§ EXERCISE REQUIREMENTS: Identify the line in which "Reviewer note: confirm that each instance of the textured" appears, then reproduce that line and all remaining lines of the records word for word.

§ RECORDS FOR PROCESSING:
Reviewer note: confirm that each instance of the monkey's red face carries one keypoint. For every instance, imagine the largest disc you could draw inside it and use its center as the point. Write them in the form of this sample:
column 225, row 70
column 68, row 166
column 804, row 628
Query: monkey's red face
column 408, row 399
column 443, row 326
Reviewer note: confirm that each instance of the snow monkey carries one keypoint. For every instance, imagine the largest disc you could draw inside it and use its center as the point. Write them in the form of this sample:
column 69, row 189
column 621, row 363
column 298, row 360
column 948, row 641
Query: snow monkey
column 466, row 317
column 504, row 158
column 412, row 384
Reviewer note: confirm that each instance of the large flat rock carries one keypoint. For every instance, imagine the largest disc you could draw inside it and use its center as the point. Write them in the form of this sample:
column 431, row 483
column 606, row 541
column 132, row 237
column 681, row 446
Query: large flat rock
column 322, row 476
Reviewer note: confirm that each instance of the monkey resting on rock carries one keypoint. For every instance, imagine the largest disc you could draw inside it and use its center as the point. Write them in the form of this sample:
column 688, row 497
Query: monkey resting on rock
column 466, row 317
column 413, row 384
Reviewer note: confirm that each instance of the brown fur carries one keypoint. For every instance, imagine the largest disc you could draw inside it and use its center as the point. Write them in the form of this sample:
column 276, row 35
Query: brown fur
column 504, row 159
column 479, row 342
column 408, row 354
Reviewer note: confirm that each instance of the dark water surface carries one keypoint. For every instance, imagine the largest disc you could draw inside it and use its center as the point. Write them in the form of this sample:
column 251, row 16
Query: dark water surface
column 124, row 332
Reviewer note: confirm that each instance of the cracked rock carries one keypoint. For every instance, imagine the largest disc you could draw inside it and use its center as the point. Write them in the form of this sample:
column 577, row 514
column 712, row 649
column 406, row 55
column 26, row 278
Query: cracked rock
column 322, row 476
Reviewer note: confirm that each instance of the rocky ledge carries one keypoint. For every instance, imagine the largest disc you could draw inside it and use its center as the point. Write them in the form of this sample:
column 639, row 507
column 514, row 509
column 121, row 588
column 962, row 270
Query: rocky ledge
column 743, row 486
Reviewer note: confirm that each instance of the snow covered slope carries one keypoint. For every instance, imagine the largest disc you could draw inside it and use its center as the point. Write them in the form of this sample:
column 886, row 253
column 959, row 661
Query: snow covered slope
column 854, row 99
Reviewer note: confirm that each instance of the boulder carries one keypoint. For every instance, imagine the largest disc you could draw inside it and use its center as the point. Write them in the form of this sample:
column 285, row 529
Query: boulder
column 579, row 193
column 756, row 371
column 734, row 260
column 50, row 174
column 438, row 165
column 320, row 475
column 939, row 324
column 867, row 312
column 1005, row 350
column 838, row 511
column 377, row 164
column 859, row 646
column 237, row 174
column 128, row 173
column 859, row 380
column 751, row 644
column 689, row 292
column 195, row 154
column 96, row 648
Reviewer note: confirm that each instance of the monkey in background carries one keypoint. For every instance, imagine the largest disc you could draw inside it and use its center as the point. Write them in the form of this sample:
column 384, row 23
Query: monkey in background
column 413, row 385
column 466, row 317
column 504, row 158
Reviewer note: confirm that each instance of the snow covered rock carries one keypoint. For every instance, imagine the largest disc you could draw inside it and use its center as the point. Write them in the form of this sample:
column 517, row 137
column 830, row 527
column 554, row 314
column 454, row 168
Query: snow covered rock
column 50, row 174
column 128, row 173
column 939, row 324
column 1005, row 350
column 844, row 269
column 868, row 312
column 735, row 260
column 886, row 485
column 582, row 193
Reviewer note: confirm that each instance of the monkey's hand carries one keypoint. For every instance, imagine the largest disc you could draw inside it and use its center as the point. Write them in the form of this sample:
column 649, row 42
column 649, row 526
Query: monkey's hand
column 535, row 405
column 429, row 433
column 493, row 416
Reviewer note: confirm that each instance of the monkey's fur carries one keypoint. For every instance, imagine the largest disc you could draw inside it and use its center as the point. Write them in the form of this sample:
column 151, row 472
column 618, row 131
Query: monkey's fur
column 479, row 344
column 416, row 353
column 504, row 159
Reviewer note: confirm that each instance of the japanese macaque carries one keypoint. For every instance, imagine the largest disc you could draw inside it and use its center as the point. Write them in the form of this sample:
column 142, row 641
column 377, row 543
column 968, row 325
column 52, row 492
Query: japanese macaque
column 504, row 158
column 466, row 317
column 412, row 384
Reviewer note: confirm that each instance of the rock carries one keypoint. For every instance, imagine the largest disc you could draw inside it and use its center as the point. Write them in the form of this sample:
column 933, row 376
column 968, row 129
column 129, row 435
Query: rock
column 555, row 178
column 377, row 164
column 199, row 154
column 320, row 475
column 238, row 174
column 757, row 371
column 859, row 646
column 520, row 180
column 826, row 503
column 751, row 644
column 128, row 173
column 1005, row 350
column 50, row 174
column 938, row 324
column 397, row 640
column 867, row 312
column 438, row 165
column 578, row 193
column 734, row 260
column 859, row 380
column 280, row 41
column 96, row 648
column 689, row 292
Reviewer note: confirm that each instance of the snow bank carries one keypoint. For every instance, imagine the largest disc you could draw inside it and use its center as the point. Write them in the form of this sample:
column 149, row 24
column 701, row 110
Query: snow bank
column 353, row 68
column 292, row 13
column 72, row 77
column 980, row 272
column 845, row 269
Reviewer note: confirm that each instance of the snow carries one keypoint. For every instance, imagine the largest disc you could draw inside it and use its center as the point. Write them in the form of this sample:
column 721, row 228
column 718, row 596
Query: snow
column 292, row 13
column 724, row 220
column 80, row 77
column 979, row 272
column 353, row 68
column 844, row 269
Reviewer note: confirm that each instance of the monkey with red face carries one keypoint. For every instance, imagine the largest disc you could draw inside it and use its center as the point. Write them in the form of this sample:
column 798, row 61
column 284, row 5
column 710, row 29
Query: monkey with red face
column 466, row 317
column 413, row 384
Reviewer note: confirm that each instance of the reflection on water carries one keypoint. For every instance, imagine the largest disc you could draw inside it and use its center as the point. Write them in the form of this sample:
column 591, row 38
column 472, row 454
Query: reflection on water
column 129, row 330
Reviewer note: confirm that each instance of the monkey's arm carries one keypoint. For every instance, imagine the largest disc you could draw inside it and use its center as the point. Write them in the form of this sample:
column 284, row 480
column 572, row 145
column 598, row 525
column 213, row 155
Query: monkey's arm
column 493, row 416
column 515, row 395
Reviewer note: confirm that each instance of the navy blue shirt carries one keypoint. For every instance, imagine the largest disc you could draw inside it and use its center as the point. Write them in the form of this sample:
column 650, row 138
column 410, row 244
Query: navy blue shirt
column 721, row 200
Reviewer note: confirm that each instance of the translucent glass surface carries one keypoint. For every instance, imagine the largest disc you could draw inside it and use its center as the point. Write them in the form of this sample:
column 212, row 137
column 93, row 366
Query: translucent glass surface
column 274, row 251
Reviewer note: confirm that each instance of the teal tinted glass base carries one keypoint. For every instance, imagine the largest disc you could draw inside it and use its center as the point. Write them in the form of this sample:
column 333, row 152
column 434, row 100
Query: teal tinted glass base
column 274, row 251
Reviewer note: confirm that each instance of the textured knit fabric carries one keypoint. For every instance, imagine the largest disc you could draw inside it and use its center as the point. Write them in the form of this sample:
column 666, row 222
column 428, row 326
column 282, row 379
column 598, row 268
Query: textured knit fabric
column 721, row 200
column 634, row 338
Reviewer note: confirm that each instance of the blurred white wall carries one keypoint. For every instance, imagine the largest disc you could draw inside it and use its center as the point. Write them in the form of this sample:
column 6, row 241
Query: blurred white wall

§ THE RESPONSE:
Reviewer note: confirm that each instance of the textured knit fabric carries one keypoint. For every instance, imagine the largest disc you could draw inside it and use its center as the point. Write them in the form of this sample:
column 666, row 222
column 428, row 326
column 282, row 379
column 598, row 268
Query: textured knit fabric
column 721, row 200
column 634, row 338
Reviewer note: confirm that each instance of the blurred white wall carries one keypoint. For every instance, imagine the largest disc you could draw inside it and use its center as the point. Write them in the form of this sample:
column 6, row 241
Query: blurred white wall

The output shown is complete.